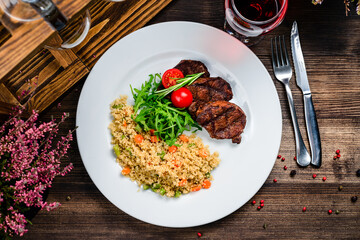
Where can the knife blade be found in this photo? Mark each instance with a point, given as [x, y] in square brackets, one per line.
[303, 83]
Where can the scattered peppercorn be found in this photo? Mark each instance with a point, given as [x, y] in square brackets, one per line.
[293, 173]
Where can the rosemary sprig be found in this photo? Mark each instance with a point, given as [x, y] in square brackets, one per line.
[181, 82]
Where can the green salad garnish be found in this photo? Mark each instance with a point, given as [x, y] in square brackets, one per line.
[154, 111]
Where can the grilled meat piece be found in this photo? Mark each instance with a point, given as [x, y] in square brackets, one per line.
[188, 67]
[223, 120]
[206, 90]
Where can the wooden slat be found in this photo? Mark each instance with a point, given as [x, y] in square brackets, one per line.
[137, 14]
[49, 73]
[25, 41]
[57, 86]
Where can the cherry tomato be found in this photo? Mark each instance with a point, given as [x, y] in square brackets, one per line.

········

Exercise
Put the lines of the records above into a numbered list, omitting blank lines and leaving out the pictures.

The reply
1. Where can the knife blade be found in this photo? Mark each instance with a point, given as [x, y] in square brackets, one per line.
2. [303, 83]
3. Where can the scattered peppercorn be found in this photo? Mark each instance with a point, given as [x, y] in square brackets, one per line.
4. [293, 173]
5. Where can the rosemary sprig be found in this photo? Mark each instance with a point, given as [x, y] in square brackets, one per line.
6. [181, 82]
7. Where can the green salad garnish be found in this photo? Mark each instance with a point, given as [x, y] in square brackets, one per line.
8. [154, 111]
9. Where can the grilled meat piece be found in this photo? Mark each instance with a point, given as [x, y] in square brackets, one per line.
10. [188, 67]
11. [223, 120]
12. [206, 90]
13. Where can the wooden slat be found in this photo? Mark each instance with a point, given as [x, y] in square brackets, one per line.
14. [137, 14]
15. [49, 73]
16. [25, 41]
17. [57, 86]
18. Where can the cherry tomato be found in this photo? Mark each instance with a point, given as [x, y] in square brackets, one per line.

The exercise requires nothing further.